- _DATASET CONTENT_:
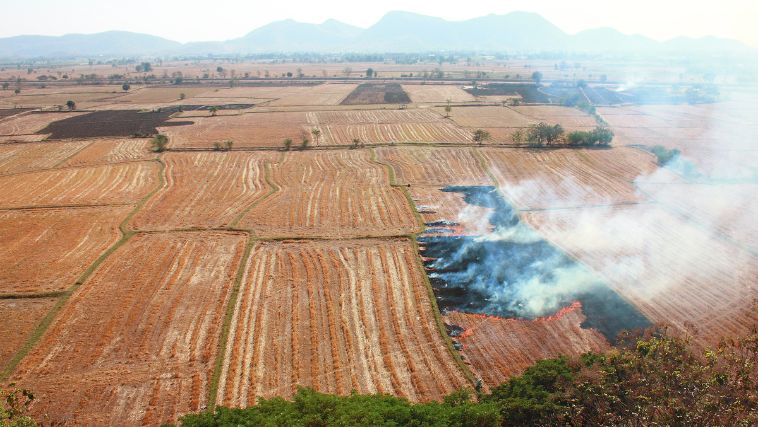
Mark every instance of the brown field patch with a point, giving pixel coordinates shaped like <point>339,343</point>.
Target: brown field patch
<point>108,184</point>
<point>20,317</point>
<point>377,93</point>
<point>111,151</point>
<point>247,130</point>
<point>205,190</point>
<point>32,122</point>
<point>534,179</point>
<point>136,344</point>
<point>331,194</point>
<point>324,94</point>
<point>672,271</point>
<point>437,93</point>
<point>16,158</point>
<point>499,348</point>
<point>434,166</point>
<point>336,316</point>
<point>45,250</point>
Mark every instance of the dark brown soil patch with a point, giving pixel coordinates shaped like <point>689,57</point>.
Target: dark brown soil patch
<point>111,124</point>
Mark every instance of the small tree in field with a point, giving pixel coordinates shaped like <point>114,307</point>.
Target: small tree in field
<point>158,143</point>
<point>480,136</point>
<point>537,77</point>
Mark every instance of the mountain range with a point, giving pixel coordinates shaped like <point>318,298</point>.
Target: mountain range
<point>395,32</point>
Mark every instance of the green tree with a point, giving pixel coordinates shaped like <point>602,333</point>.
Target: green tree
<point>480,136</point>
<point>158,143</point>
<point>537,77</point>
==
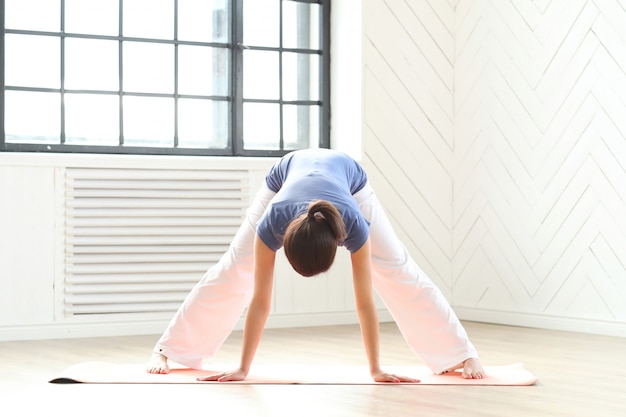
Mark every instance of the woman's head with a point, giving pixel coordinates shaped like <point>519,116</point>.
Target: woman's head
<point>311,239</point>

- _WORK REQUIRED_:
List each line in the items above that contains the string "brown", treating uppercase and lowercase as different.

- _RESPONSE_:
Mark every instance of the brown field patch with a point, giving pixel coordinates shaped like <point>339,343</point>.
Target: brown field patch
Mark every instance of the dark brown soil patch with a point, giving pixel coordinates shaped like <point>689,57</point>.
Target: dark brown soil patch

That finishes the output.